- **Challenge 1**:
From the piece on Latvia's cultural digitization below, pull out the passage that begins at the words "The advantage of" and ends after "for 20 years.", word for word.

- **Quoted passage**:

Public domain cultural heritage is politically desired
In the National Library, we met, among others, Deputy Secretary of State for Culture, Uldis Zariš, who was previously head of the development department at the Latvian National Library and happens to be a board member of Europeana. Digitization has changed in the last 20 years: from a focus on ways to preserve cultural assets to free access and creative uses of cultural heritage. Uldis Zariš suggested that it could be a condition for future Latvian state funding for cultural digitization projects that cultural heritage is made freely accessable and can be used by everyone. In other words, if museums, archives and libraries want to get funding by the state, they have to make cultural heritage public domain. Such an approach would evoke a ighly emotional debate in Germany, where a museum is currently fighting against wikimedia to ensure that digital copies of its public domain works should have a copyright of their own, and the unlimited re-use of digitized cultural heritage objects is still scarcely widespread.
Other stops in Riga were the University Library and the Center for Cultural Information Systems, a government agency that has been working together with cultural institutions on the digitization of cultural heritage for around 20 years now. Often with the help of EU funding, the agency offers cultural institutions guidance, infrastructure and various portals. Examples of this are a cultural map of Latvia, a common library catalog and portal, a central museum catalog, an archive portal and a film portal, on which Latvian productions can be streamed at public expense. Furthermore, the state pays for providing internet in all public libraries.
The effects of massive investments
It is noteworthy that the libraries in Latvia not only have received EU funds, but also huge sums from the Bill and Melinda Gates Foundation and Microsoft. In her comment on the German version of my article Elna Reitere, a latvian arts professional now living and working in Germany, gave an overview over Latvia's digitization history: After the state had provided a common infrastructure for all libraries, in 2006 Latvia received 16,2 million Dollars from the Bill and Melinda Gates Foundation (and two more million Dollars in 2008) as well as 7,9 million Dollars from Microsoft. The money was used to buy nearly 4.000 computers for the 874 Latvian libraries. All libraries got WLAN and staff were trained on the usage of digital technologies. Elna pointed out, that when seeing these huge investments, the Latvian municipalities began to additionally renovate their library buildings. That is why there are so many modern libraries in Latvia today. People now went there to use the internet, which caused an increased of book loans by 70 percent (a number from 2013). Thanks to the libraries, Latvia now has a high percentage of senior citizens using the internet.
The advantage of being small
As a result of the volatile Latvian history, the Latvian cultural heritage is stored in archives all over the world. Digitization offers the opportunity to bring it together and make it accessible to everyone, emphasized Uldis Zariš. "As a small country, we can nearly digitize everything", added Arturs Zogla from the Latvian National Library. “Because Latvia is small, it's easy for us to centralize everything", said Janis Ziedens from the Center for Cultural Information Systems.
He, as well, thinks that society should make as many digitized objects as possible available as public domain. And it already says a lot that he did not understand my question why it is so common in Latvian politics to invest money in digital infrastructure projects. This investment seems not to have been questioned in the country’s discourse for 20 years.

- **Exercise input**:
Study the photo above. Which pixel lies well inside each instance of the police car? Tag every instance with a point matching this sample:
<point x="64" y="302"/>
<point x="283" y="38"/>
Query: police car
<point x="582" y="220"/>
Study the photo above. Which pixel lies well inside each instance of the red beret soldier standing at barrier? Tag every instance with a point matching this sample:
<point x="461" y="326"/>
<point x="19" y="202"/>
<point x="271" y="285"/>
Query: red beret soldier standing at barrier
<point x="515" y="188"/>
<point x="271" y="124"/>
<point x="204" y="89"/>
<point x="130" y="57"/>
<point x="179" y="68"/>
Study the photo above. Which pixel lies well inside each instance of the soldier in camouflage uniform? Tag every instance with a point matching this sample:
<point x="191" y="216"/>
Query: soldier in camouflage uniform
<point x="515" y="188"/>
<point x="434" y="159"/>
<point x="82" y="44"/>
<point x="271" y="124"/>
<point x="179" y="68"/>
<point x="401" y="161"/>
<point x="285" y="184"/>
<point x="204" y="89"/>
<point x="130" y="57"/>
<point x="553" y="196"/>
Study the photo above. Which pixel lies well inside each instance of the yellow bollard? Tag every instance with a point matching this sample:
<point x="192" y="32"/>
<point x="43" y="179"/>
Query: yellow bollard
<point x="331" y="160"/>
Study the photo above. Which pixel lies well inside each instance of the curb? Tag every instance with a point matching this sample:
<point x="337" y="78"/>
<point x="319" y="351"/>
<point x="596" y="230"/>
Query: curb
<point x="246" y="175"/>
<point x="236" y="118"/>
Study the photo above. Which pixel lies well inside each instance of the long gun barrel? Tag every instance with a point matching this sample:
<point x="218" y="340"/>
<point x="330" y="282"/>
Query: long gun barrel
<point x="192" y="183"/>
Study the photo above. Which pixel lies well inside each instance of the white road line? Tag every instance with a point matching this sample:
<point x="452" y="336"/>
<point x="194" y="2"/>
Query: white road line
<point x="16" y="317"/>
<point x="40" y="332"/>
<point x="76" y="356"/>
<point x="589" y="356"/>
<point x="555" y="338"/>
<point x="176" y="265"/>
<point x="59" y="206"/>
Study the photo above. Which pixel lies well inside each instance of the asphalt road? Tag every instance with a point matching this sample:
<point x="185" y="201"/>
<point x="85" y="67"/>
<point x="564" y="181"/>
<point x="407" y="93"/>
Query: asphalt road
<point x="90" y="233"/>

- **Challenge 2**:
Copy the entries above word for word, beginning at the line that has "of the curb?" and stopping after the last line of the entries.

- **Correct response 1**:
The advantage of being small
As a result of the volatile Latvian history, the Latvian cultural heritage is stored in archives all over the world. Digitization offers the opportunity to bring it together and make it accessible to everyone, emphasized Uldis Zariš. "As a small country, we can nearly digitize everything", added Arturs Zogla from the Latvian National Library. “Because Latvia is small, it's easy for us to centralize everything", said Janis Ziedens from the Center for Cultural Information Systems.
He, as well, thinks that society should make as many digitized objects as possible available as public domain. And it already says a lot that he did not understand my question why it is so common in Latvian politics to invest money in digital infrastructure projects. This investment seems not to have been questioned in the country’s discourse for 20 years.

- **Correct response 2**:
Study the photo above. Which pixel lies well inside each instance of the curb? Tag every instance with a point matching this sample:
<point x="337" y="78"/>
<point x="319" y="351"/>
<point x="596" y="230"/>
Query: curb
<point x="246" y="175"/>
<point x="236" y="118"/>
Study the photo above. Which pixel lies well inside each instance of the long gun barrel? Tag every instance with a point matching this sample:
<point x="218" y="340"/>
<point x="330" y="282"/>
Query: long gun barrel
<point x="192" y="183"/>
Study the photo above. Which pixel lies well inside each instance of the white road line? Tag every instance with a point matching this sample:
<point x="452" y="336"/>
<point x="194" y="2"/>
Query: white road line
<point x="16" y="317"/>
<point x="40" y="332"/>
<point x="76" y="356"/>
<point x="589" y="356"/>
<point x="555" y="338"/>
<point x="176" y="265"/>
<point x="59" y="206"/>
Study the photo above. Which pixel lies well inside each instance of the asphalt road? Tag every instance with a point matching this sample:
<point x="185" y="201"/>
<point x="85" y="67"/>
<point x="564" y="181"/>
<point x="407" y="93"/>
Query: asphalt road
<point x="90" y="233"/>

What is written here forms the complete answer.